Extrait fourni -
© Gérard Héloise
Rejoindre les parquets, sentir de nouveau la tension du match, revivre la cohésion de l’entraînement et du groupe, Ludovic Vaty en a rêvé. En 2014, son monde s’écroule quand on lui découvre une cardiomyopathie dilatée. En clair, une partie de son cœur ne tient pas le rythme et bat plus faiblement que l’autre. Il est déclaré inapte au sport, car en danger de mort. Aujourd’hui stabilisé, il évolue au JSA Bordeaux Métropole Basket, après avoir été sacré MVP* de la NM1, la saison dernière. Rencontre.
TIM’s : MVP la saison dernière, nouvelle recrue du JSA cette saison, comment ça se passe pour vous, maintenant ?
Ludovic Vaty : Ça se passe vraiment très bien. D’autant que j’ai entamé la saison avec un peu de retard par rapport aux autres. Je devais avoir l’accord des médecins avant de pouvoir rejoindre les entraînements. Mais, depuis, j’ai bien intégré le groupe et nous avons fait une bonne première partie de saison.
TIM’s : Justement, quand un joueur a votre type de profil, comment se négocient ses contrats ?

Votre travail -
**a)** D'après l'extrait, pourquoi Ludovic Vaty a-t-il entamé la saison en retard sur les autres ? Répondez en une à trois phrases.
**b)** Relevez dans l'extrait tout ce dont Ludovic Vaty a rêvé, tel que l'énumère la première phrase de l'introduction.
**c)** Recopiez fidèlement un passage de l'extrait : commencez aux mots « TIM’s : MVP » et arrêtez-vous après « ses contrats ? ».
Les lignes ne jouent aucun rôle dans cet exercice.

Données fournies -
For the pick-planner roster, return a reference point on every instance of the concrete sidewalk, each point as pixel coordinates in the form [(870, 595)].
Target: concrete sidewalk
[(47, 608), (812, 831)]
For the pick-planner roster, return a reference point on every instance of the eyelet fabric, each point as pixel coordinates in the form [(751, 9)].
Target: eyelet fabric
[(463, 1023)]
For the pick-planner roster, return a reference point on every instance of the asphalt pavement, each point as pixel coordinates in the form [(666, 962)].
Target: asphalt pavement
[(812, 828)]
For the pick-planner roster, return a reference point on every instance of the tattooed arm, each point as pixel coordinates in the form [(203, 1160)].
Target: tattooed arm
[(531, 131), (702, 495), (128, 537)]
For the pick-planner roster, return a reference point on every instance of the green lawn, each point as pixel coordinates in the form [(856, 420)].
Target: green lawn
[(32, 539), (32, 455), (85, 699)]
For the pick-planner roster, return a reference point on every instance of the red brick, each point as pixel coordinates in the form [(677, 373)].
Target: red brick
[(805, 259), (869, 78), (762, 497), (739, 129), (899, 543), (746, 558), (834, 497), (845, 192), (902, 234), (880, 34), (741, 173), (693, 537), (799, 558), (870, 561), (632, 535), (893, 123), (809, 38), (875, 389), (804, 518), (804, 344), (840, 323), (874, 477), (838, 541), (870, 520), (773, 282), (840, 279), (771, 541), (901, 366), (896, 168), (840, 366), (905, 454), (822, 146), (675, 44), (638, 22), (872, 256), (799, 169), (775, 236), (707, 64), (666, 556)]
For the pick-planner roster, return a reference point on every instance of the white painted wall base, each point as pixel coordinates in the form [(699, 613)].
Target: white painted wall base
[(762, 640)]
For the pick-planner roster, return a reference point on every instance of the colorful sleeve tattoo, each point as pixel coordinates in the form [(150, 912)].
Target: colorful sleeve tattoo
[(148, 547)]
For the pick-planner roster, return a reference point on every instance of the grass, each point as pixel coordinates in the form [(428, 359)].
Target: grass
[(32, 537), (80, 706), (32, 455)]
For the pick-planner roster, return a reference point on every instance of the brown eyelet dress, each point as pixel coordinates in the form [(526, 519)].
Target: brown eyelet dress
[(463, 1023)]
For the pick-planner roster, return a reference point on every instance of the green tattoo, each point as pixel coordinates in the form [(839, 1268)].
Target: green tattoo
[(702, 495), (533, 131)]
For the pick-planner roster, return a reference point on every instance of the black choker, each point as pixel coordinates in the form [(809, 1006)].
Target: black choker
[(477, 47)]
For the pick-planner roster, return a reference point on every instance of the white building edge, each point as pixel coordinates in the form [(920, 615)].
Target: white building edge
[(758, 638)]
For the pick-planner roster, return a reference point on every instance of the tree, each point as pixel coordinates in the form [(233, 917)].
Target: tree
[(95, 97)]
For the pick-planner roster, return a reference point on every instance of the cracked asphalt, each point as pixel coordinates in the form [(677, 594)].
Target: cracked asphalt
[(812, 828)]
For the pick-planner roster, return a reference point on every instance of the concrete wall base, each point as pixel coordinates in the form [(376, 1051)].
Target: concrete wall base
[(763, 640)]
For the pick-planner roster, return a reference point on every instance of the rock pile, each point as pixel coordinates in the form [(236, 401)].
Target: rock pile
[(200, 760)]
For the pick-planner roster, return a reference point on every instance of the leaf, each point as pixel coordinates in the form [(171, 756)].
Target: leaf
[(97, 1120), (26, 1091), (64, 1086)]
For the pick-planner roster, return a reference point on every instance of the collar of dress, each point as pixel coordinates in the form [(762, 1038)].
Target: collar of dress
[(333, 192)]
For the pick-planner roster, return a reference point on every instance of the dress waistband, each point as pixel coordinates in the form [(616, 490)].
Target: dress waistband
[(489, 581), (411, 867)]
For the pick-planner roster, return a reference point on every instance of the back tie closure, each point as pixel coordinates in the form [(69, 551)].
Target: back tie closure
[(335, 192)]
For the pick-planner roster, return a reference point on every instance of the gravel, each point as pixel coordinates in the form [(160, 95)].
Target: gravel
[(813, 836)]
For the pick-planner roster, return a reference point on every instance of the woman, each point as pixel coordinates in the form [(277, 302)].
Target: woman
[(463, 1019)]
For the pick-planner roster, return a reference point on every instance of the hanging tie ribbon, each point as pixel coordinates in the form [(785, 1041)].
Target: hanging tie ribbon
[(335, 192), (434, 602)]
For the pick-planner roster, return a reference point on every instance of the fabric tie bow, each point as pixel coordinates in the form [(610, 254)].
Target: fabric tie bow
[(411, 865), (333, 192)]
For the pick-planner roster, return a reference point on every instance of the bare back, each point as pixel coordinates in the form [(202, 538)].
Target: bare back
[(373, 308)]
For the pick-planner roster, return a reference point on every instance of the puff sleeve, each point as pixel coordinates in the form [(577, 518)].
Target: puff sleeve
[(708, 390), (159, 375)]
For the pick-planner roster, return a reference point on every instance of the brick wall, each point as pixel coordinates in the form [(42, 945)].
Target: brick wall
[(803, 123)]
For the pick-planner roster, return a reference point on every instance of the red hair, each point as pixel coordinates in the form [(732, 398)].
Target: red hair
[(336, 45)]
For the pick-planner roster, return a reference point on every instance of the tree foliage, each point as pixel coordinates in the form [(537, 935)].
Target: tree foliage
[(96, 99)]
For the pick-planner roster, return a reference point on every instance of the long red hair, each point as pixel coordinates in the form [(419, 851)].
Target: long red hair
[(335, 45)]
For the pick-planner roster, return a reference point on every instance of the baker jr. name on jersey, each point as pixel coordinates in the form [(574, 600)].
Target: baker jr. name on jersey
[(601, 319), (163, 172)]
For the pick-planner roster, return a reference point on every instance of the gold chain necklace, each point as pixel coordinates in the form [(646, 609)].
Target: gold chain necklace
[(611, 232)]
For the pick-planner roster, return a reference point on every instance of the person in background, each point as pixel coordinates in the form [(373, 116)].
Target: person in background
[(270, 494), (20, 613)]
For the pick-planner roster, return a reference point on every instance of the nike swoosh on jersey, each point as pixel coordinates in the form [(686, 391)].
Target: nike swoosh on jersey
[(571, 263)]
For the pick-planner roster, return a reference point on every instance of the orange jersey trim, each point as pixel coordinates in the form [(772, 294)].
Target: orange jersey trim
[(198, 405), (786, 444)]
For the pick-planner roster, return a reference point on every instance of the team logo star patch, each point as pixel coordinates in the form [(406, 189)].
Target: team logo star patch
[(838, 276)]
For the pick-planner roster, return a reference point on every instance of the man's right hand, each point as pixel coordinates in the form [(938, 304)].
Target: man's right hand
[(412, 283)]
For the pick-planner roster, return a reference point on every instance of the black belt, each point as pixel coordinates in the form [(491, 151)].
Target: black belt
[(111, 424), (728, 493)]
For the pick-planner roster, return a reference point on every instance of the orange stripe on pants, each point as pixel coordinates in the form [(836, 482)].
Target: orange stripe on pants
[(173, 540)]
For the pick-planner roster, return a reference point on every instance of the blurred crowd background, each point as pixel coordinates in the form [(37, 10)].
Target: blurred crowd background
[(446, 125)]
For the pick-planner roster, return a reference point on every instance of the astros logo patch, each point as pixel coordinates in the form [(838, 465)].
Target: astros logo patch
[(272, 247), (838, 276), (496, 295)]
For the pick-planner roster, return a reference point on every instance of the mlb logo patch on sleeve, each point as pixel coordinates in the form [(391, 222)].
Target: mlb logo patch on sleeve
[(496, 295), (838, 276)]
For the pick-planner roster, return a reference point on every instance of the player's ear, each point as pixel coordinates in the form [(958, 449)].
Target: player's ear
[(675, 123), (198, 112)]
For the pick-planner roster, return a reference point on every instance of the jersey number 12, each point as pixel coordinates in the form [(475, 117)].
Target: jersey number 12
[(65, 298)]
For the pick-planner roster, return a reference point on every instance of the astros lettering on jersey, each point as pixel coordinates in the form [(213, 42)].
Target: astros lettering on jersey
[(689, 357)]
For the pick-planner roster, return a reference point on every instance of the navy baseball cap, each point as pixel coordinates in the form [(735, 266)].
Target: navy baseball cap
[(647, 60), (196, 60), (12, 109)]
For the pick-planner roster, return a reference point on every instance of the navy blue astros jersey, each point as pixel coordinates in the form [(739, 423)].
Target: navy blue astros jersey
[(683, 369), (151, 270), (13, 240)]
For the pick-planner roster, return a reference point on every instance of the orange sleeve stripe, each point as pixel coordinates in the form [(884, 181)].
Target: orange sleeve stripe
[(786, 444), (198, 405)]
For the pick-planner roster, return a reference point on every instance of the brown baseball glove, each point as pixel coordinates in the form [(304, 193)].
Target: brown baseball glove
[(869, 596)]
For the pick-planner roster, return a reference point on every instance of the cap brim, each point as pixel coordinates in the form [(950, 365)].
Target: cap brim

Corrigé -
**a)** Il devait obtenir l'accord des médecins avant de pouvoir rejoindre les entraînements. Il a donc commencé la saison avec un peu de retard par rapport aux autres.

**b)**
- rejoindre les parquets
- sentir de nouveau la tension du match
- revivre la cohésion de l'entraînement et du groupe

**c)**
TIM’s : MVP la saison dernière, nouvelle recrue du JSA cette saison, comment ça se passe pour vous, maintenant ?
Ludovic Vaty : Ça se passe vraiment très bien. D’autant que j’ai entamé la saison avec un peu de retard par rapport aux autres. Je devais avoir l’accord des médecins avant de pouvoir rejoindre les entraînements. Mais, depuis, j’ai bien intégré le groupe et nous avons fait une bonne première partie de saison.
TIM’s : Justement, quand un joueur a votre type de profil, comment se négocient ses contrats ?